The SMR for farmers across divisions of Maharashtra during 2001-04 indicates relatively higher suicide deaths than the state average for males in Amravati and Nagpur divisions and for females in Amravati, Aurangabad and Nashik divisions (Table 2). Across divisions, the ratio of farmers-to-age-adjusted SMR is the maximum in Amravati among males and in Nashik among females. Nagpur has a higher SMR for farmers, which is lower only than in Amravati, but the ratio of farmers to age-adjusted SMR is much lower. This indicates that in a relative sense the SMR in Nagpur is also high across other subgroups of population which are not self-employed in farming.

II Agrarian Scenario in Maharashtra

In Maharashtra, the contribution of agriculture and allied activities to the net state domestic product in current prices came down from 40 per cent in 1960-61 to 13 per cent in 2004-05, whereas as per the 2001 Census 55 per cent of the total workers are either cultivators or agricultural labourers. Between1993-94 and 2003-04, the linear trend growth rate of Maharashtra’s gross state domestic product (GSDP) at 4.8 per cent per annum was lower than that of India’s gross domestic product (GDP) at 5.8 per cent per annum.4

The GSDP of agriculture’s in Maharashtra at 1993-94 prices, increased from Rs 21,750 crore for the triennium ending (TE) 1995-96 to Rs 24,988 crore for TE 2002-03. The eight major crop groups in terms of gross area under cultivation are cereals with nearly half of it under jowar, pulses (nearly three-tenths under tur), fibres (most of it cotton), oilseeds (nearly half of it under soyabean), sugar cane, fruits and vegetables, condiments and spices and drugs and narcotics.

(DATASET CONTENT)
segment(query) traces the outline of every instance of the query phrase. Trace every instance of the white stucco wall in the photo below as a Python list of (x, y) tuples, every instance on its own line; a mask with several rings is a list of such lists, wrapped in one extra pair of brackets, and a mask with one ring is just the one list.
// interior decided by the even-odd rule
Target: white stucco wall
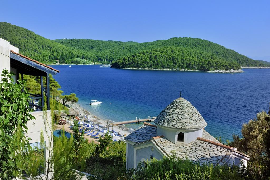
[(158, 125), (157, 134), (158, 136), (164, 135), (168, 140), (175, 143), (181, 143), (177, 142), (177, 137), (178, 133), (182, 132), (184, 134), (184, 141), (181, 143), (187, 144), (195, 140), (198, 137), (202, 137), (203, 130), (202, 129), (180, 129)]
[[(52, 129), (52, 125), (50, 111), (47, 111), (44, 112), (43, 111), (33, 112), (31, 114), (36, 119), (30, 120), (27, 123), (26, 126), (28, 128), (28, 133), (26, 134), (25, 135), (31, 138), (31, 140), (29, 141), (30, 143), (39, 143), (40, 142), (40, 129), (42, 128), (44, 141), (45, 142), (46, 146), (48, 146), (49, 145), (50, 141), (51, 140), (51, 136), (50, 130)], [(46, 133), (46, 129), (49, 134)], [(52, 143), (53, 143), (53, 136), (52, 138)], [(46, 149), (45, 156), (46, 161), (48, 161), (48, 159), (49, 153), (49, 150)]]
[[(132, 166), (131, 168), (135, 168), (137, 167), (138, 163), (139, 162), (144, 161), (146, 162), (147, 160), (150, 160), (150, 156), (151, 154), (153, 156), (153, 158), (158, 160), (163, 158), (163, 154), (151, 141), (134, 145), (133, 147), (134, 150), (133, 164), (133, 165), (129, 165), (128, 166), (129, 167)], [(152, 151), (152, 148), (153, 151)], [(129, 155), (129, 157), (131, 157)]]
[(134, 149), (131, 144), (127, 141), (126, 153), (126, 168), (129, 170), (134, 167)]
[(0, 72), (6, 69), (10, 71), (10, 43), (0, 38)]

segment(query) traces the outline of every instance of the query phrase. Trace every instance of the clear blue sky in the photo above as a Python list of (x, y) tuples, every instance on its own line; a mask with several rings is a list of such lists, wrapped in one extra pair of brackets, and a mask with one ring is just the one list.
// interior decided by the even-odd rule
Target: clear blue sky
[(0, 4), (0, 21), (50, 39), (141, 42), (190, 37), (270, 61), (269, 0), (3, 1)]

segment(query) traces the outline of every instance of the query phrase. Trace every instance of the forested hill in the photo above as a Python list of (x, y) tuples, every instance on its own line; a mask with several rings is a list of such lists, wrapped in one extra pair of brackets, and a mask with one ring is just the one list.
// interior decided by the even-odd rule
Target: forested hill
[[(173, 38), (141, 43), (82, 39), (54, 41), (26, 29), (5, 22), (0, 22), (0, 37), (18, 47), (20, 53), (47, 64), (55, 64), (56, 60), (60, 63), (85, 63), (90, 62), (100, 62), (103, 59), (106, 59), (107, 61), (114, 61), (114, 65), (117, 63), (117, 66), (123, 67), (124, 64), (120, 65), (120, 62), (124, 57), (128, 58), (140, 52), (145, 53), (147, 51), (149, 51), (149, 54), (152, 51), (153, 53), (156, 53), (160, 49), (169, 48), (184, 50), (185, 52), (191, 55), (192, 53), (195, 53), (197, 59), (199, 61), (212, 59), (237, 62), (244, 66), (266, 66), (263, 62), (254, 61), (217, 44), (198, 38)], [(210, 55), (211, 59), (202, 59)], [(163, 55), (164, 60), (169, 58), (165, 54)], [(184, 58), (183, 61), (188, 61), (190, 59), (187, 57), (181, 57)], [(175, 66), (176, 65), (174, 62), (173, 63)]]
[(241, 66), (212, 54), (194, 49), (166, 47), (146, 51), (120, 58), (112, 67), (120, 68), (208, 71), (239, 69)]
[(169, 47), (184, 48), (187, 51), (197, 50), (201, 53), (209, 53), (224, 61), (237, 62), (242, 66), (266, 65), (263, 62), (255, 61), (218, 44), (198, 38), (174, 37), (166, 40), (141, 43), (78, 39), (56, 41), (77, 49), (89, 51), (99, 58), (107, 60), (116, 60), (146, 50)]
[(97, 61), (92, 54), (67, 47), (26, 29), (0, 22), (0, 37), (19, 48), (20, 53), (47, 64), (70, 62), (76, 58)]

(PROMPT 1) According to the text on farmer suicides in Maharashtra, what share of total workers were cultivators or agricultural laborers as per the 2001 Census?
(PROMPT 2) Carry on the text about Maharashtra's agrarian scenario, picking up after its final sentence.
The rows come from a separate source and are unrelated to the text.

(EXERCISE OUTPUT 1) 55 percent

(EXERCISE OUTPUT 2)
The share of estimated gross value added is lower compared to the share of area for cereals (particularly low for jowar), pulses, fibres (mostly cotton) and oilseeds (Table 3). In TE 2002-03, cereals and pulses accounted for 64 per cent of the gross area under cultivation, but contributed to only 27 of the gross value added. Cotton accounts for 15 per cent area, but contributes to only 9 per cent of the gross value added in agriculture. Oilseeds account for 12 per cent share of area and 10 per cent of the gross value added but for soyabean the share of gross value added is slightly higher (5.7 per cent) than its share of area. Sugar cane accounts for less than 3 per cent of the area under cultivation, but 17 per cent of the gross value added. Fruits and vegetables account for less than 5 per cent of the area under cultivation, but nearly 36 per cent of the gross value added.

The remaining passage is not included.